**What the task requires**
Within the material below, transcribe exactly the lines from the one holding "Write each point like <point>405,314</point>." through the one holding "Write each point like <point>630,135</point>.", keeping both ends and skipping the rest.
START Data extracts
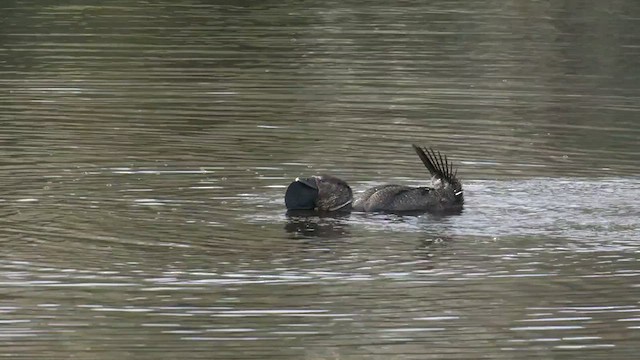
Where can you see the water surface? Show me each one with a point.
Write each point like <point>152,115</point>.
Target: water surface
<point>146,149</point>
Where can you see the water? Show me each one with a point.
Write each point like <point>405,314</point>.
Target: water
<point>146,149</point>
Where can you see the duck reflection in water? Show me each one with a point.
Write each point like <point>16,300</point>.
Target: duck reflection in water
<point>308,223</point>
<point>327,194</point>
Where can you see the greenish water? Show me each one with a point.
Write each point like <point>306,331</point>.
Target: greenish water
<point>146,148</point>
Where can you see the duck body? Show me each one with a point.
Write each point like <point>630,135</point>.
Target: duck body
<point>327,193</point>
<point>323,193</point>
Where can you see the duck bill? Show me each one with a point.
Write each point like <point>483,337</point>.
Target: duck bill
<point>302,194</point>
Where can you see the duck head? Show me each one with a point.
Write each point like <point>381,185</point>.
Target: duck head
<point>319,192</point>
END Data extracts
**Solution to this task**
Write each point like <point>405,314</point>.
Target: water
<point>146,149</point>
Where can you see the duck reflection in water? Show me each one with a point.
Write each point like <point>16,300</point>.
Target: duck reflection in water
<point>308,223</point>
<point>327,194</point>
Where can you see the greenish water? Show me each one with a point.
Write each point like <point>306,331</point>.
Target: greenish water
<point>146,148</point>
Where can you see the duck body? Show me each one with a point.
Write each point like <point>630,135</point>.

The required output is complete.